+++ SUPPLIED MATERIAL +++

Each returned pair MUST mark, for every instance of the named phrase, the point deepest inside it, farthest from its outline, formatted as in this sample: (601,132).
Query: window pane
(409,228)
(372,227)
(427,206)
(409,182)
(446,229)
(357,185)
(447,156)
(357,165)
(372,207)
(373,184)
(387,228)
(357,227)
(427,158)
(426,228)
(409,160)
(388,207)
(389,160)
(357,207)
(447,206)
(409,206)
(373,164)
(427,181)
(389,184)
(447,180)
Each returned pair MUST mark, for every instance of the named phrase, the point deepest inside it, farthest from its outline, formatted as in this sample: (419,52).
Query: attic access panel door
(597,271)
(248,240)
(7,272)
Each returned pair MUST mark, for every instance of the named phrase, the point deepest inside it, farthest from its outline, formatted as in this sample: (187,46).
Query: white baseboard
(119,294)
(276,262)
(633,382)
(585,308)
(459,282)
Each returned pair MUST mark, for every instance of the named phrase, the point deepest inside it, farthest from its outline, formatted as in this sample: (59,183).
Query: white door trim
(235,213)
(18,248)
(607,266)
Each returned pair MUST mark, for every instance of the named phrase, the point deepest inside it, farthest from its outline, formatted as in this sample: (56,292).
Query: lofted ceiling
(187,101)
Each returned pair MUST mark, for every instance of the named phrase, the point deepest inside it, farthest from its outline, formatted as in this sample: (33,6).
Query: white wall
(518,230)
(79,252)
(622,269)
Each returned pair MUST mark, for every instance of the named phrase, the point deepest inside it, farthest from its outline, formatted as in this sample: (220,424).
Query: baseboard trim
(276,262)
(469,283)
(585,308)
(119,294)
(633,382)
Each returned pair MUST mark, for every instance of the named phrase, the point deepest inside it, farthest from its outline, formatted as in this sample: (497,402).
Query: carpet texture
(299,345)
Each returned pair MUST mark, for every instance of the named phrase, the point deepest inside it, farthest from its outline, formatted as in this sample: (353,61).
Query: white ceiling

+++

PROMPT
Copy all of the data above line for line, keeping every character unchanged.

EXERCISE OUTPUT
Each returned pair MUST mark, for every instance of the named phrase, the point deepest inside it, farthest from its outline, formatted as in this sample: (601,132).
Query: window pane
(409,228)
(372,227)
(427,206)
(409,182)
(446,229)
(357,185)
(447,156)
(357,165)
(372,207)
(373,184)
(387,228)
(357,227)
(427,158)
(426,228)
(409,160)
(388,207)
(389,160)
(357,207)
(447,206)
(409,206)
(373,164)
(427,181)
(389,184)
(447,180)
Each returned pair MUST mark, for every instance of the named phrase, the point deepest inside it, farthest from its outline, formatted as in this sample: (419,52).
Query: attic access panel door
(597,271)
(248,240)
(7,272)
Each returned pair MUST mark, for every instance of the named phrase, the point deepest inside it, farthest from its outline, formatted as in this sample: (187,46).
Query: white baseboard
(119,294)
(276,262)
(633,382)
(585,308)
(459,282)
Each returned pair MUST mark, for every instance of the named phrase, the point deepest inside it, farthest from its outline, formatted as in this sample: (59,183).
Query: white door trim
(235,213)
(18,248)
(607,266)
Each returned pair MUST mark, for every instance of the named phrase, the point deepest inside it, farthest from its outline, formatted as in this sample: (56,292).
Query: lofted ceiling
(187,101)
Each returned pair MUST mark, for every instance of the named phrase, the point deepest inside it, farthest from its outline, formatted as in this sample: (33,6).
Query: white wall
(518,230)
(79,252)
(622,269)
Each returned pair MUST mark, for every instance of the named phrase, the point deepest inside it, farthest from its outline, formatted as in this sample: (220,424).
Query: baseboard trim
(276,262)
(469,283)
(585,308)
(119,294)
(633,382)
Each returned pair MUST mark, for every instance of the named phrase, the point deepest inside it, farthest from its outline, formatted as in this sample: (497,402).
Query: carpet texture
(299,345)
Each returned pair MUST mark, for every instance of the named phrase, the point deepest inside it, farthest from its outline, formatted as in this sample: (353,61).
Query: white ceiling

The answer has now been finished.